— start Given data —
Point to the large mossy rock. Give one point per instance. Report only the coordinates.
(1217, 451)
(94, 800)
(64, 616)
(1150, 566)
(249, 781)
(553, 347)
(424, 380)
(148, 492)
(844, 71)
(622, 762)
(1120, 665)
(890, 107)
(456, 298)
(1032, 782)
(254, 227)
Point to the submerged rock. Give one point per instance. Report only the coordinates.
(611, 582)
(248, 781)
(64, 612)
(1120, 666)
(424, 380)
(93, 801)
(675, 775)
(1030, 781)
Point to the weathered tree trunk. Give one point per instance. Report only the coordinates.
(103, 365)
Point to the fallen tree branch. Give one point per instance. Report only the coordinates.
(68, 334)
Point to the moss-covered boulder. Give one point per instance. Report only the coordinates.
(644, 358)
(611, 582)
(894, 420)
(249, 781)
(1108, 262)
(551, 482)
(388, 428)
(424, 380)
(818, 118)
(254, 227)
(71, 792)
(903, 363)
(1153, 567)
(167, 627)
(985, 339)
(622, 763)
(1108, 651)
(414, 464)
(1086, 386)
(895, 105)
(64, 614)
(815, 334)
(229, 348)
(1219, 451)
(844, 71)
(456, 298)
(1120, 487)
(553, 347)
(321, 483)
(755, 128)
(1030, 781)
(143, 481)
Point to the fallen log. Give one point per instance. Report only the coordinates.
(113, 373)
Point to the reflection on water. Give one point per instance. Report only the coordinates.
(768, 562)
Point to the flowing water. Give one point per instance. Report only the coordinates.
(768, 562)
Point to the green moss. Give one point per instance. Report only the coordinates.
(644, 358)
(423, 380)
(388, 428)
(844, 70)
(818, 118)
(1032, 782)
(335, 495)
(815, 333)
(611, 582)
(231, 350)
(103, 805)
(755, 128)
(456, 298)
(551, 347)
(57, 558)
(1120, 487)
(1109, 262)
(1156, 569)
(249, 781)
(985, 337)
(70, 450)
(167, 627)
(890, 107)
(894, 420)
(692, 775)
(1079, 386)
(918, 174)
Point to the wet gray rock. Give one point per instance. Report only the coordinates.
— end Given data —
— start Given data —
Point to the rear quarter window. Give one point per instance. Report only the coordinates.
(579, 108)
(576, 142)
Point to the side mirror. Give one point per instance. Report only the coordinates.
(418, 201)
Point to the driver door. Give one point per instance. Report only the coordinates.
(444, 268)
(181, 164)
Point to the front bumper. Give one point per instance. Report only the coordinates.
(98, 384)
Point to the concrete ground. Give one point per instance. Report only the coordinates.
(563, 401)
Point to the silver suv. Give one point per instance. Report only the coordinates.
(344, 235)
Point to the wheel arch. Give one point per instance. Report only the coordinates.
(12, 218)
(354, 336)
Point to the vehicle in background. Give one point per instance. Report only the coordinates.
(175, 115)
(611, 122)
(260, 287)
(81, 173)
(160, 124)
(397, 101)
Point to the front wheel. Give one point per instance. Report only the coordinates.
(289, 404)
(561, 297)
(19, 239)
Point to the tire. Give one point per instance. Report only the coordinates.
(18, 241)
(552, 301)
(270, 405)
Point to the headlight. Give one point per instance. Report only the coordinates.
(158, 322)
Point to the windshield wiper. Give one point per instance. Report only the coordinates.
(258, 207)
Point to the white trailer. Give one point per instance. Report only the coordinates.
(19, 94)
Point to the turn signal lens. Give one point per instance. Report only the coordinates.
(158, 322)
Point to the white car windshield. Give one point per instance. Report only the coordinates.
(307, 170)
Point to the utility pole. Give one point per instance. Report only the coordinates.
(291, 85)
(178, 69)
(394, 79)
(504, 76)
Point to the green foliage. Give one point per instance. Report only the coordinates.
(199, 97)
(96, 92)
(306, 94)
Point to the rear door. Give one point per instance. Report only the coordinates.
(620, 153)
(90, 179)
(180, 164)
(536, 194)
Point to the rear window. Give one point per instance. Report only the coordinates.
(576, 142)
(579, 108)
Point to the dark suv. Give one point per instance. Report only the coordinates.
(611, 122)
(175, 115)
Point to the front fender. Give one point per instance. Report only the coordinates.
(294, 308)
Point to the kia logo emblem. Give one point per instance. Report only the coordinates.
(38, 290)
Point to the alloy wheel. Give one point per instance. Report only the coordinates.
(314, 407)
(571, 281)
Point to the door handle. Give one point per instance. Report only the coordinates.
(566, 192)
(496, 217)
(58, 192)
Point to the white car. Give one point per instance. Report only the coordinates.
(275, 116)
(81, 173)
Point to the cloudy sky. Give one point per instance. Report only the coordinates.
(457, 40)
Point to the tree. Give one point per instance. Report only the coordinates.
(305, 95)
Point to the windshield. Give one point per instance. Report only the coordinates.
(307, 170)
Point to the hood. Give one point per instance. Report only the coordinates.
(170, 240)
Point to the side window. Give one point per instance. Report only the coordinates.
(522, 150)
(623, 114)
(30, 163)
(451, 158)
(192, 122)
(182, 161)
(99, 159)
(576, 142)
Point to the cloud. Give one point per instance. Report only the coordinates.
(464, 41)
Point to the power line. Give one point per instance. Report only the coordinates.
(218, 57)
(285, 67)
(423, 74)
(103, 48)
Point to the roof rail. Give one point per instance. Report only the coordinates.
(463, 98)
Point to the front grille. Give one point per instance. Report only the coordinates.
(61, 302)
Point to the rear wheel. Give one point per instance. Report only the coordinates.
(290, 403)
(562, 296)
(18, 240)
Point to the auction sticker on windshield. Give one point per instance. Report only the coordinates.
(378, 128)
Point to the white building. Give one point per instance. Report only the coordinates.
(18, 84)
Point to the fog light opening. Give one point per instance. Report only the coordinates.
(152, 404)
— end Given data —
[Problem]: Extract every line of the records above that contains the string "window", keeping case as it matters.

[Task answer]:
Point to the rear quarter window. Give one point per instance. Report only the coordinates.
Point to the rear window. Give one point per instance. Report only the coordinates.
Point to the side window. Give one point per instance. Report only the coordinates.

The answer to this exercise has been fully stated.